--- Problem to work on ---
Count the lines in the data that contain the string "gray", matching case exactly. Reply with the number only.

(Detection annotation data)
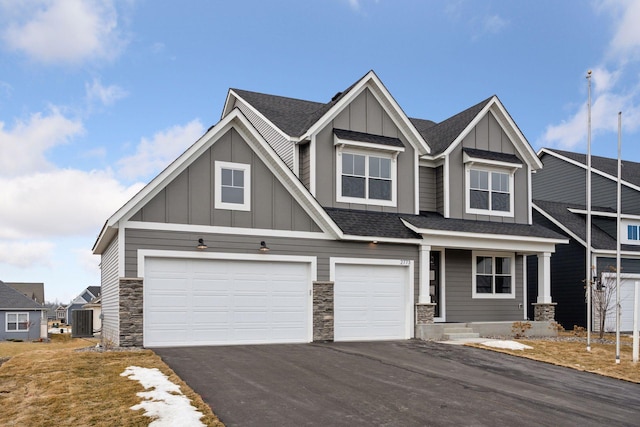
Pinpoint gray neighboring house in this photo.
[93,71,568,347]
[65,286,100,325]
[530,148,640,331]
[0,281,47,341]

--- The answer ---
1